Extrait:
○ ○ ○ ○ ○ ○ ○
Ce livre, d’une rare distinction, établit une fois de plus, comme l’a démontré si magistralement notre ancien et illustre confrère M. Victor Cousin, qu’en France le vrai siècle philosophique a été, non le XVIIIe, mais le XVIIe, et que, en Angleterre, c’est, au contraire, au XVIIIe siècle que le cartésianisme a produit ses conclusions les plus éclatantes. Ajoutons, sans les offenser, que ces penseurs anglais, disciples de Descartes et de Malebranche, valent surtout par la grande autorité qu’ils ont empruntée à leurs maîtres.

Les quatre prix, de quinze cents francs, sont décernés aux quatre ouvrages suivants :

Histoire de l’éducation dans l’ancien Oratoire de France, par un prêtre de l’Oratoire moderne, M. l’abbé Paul Lallemand.

Riche en renseignements précis et curieux sur chacune des maisons qui faisaient partie de l’ordre, sur leurs vicissitudes et leur fin, sur les méthodes d’enseignement, la discipline et la vie intérieure de l’Oratoire, ce livre abonde en nouveautés de détail il est vivant et pénétré de l’esprit libéral et patriotique qui, avec raison, a fait dire que l’Oratoire était la plus française des congrégations.

Madame de Sévigné, par M. René Vallery-Radot. Livre aimable et sincère qui trouve le moyen de nous apprendre encore quelque chose, et de nous charmer tout au moins, en traitant le plus épuisé des sujets, en louant, âpres tant d’autres, la plus louée de toutes les femmes Il semble, en vérité, que la divine marquise prête sa plume magique à chacun de ceux qui, sans prétendre à la faire mieux connaître, parviennent ainsi facilement à la faire aimer davantage.

Bien inspiré quand il parle d’elle, M. Vallery-Radot n’est pas moins heureux quand il en vient à s’occuper de son entourage. Ses jugements sont d’une netteté parfaite ; souvent ingénieux, quelquefois nouveaux, consciencieux toujours et se distinguant à la fois par la probité du fond et par la pureté de la forme.

Deux romans, je pourrais dire deux études de mœurs, également pleines d’intérêt et de grâce.

Une Tache d’encre, par M. René Bazin.

Nizelle, par M. Eugène Muller.

Deux livres qu’il faut lire et que je loue assez en disant qu’ils sont, l’un et l’autre, l’œuvre élégante, l’œuvre honnête de deux écrivains qui savent penser, de deux penseurs qui savent écrire.
○ ○ ○ ○ ○ ○ ○
Consigne donnée:
Poursuivez l'extrait sur les ouvrages couronnés à partir de sa dernière phrase.

Section des données:
○ ○ ○ ○ ○ ○ ○
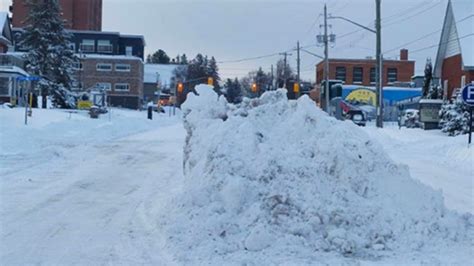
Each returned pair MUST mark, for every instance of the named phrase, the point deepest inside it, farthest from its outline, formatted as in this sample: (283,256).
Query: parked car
○ ○ ○ ○ ○ ○ ○
Résultat final:
Enfin, Messieurs, les neuf prix de mille francs chacun sont décernés aux ouvrages suivants qui, sans doute, eussent pu obtenir davantage si, limitée dans ses ressources, l’Académie n’était forcée aussi de se limiter dans ses largesses.

Les Femmes dans l’histoire, par Mme de Witt.

Dans une préface remarquable, placée en tête de ce beau volume, la comparaison des deux sexes, sous le rapport du dévouement et de la vertu, est esquissée par la digne fille de M. Guizot avec une grande fermeté de style et une véritable élévation de pensée. En revanche, elle n’est pas commentée dans le livre même qui, ne voulant pas être le développement d’une thèse sociale, se contente honorablement de donner à tous de grands et nombreux exemples, en laissant au lecteur le soin de conclure, et le lecteur conclut comme l’Académie par beaucoup d’estime pour le mérite de l’ouvrage, par beaucoup de sympathie pour le talent de l’auteur.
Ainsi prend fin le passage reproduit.